> _Problem details_: Retype the part of the GPFS storage thread that begins at the words "and you have" and stops after "Scale (GPFS) team.".

> _Reading text_:
╭──
Re: [gpfsug-discuss] GPFS and Flash/SSD Storage tiered storage

2018-02-22 Thread IBM Spectrum Scale
My apologies for not being more clear on the flash storage pool.  I meant 
that this would be just another GPFS storage pool in the same cluster, so 
no separate AFM cache cluster.  You would then use the file heat feature 
to ensure more frequently accessed files are migrated to that all flash 
storage pool.

As for LROC could you please clarify what you mean by a few headers/stubs 
of the file?  In reading the LROC documentation and the LROC variables 
available in the mmchconfig command I think you might want to take a look 
a the lrocDataStubFileSize variable since it seems to apply to your 
situation.

Regards, The Spectrum Scale (GPFS) team

--
If you feel that your question can benefit other users of  Spectrum Scale 
(GPFS), then please post it to the public IBM developerWroks Forum at 
https://www.ibm.com/developerworks/community/forums/html/forum?id=----0479
. 

If your query concerns a potential software error in Spectrum Scale (GPFS) 
and you have an IBM software maintenance contract please contact 
1-800-237-5511 in the United States or your local IBM Service Center in 
other countries. 

The forum is informally monitored as time permits and should not be used 
for priority messages to the Spectrum Scale (GPFS) team.



From:   vall...@cbio.mskcc.org
To: gpfsug main discussion list 
Cc: gpfsug-discuss-boun...@spectrumscale.org
Date:   02/22/2018 04:21 PM
Subject:Re: [gpfsug-discuss] GPFS and Flash/SSD Storage tiered 
storage
Sent by:gpfsug-discuss-boun...@spectrumscale.org



Thank you. 

I am sorry if i was not clear, but the metadata pool is all on SSDs in the 
GPFS clusters that we use. Its just the data pool that is on Near-Line 
Rotating disks.
I understand that AFM might not be able to solve the issue, and I will try 
and see if file heat works for migrating the files to flash tier.
You mentioned an all flash storage pool for heavily used files - so you 
mean a different GPFS cluster just with flash storage, and to manually 
copy the files to flash storage whenever needed?
The IO performance that i am talking is prominently for reads, so you 
mention that LROC can work in the way i want it to? that is prefetch all 
the files into LROC cache, after only few headers/stubs of data are read 
from those files?
I thought LROC only keeps that block of data that is prefetched from the 
disk, and will not prefetch the whole file if a stub of data is read.
Please do let me know, if i understood it wrong.
╰──
(Items drawn from a data source)
╭──
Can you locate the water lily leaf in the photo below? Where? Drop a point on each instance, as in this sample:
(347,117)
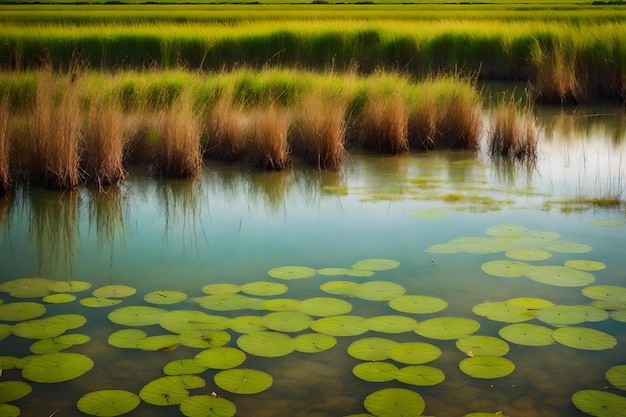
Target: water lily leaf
(221,357)
(395,402)
(207,406)
(378,291)
(584,338)
(376,264)
(447,328)
(560,276)
(137,315)
(108,403)
(371,348)
(114,291)
(21,311)
(391,324)
(375,371)
(184,367)
(475,345)
(527,334)
(287,321)
(324,306)
(506,269)
(57,344)
(486,367)
(243,381)
(291,272)
(165,297)
(414,353)
(421,375)
(314,342)
(418,304)
(340,325)
(562,314)
(266,344)
(262,288)
(56,367)
(600,403)
(13,390)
╰──
> _Result of this exercise_:
and you have an IBM software maintenance contract please contact 
1-800-237-5511 in the United States or your local IBM Service Center in 
other countries. 

The forum is informally monitored as time permits and should not be used 
for priority messages to the Spectrum Scale (GPFS) team.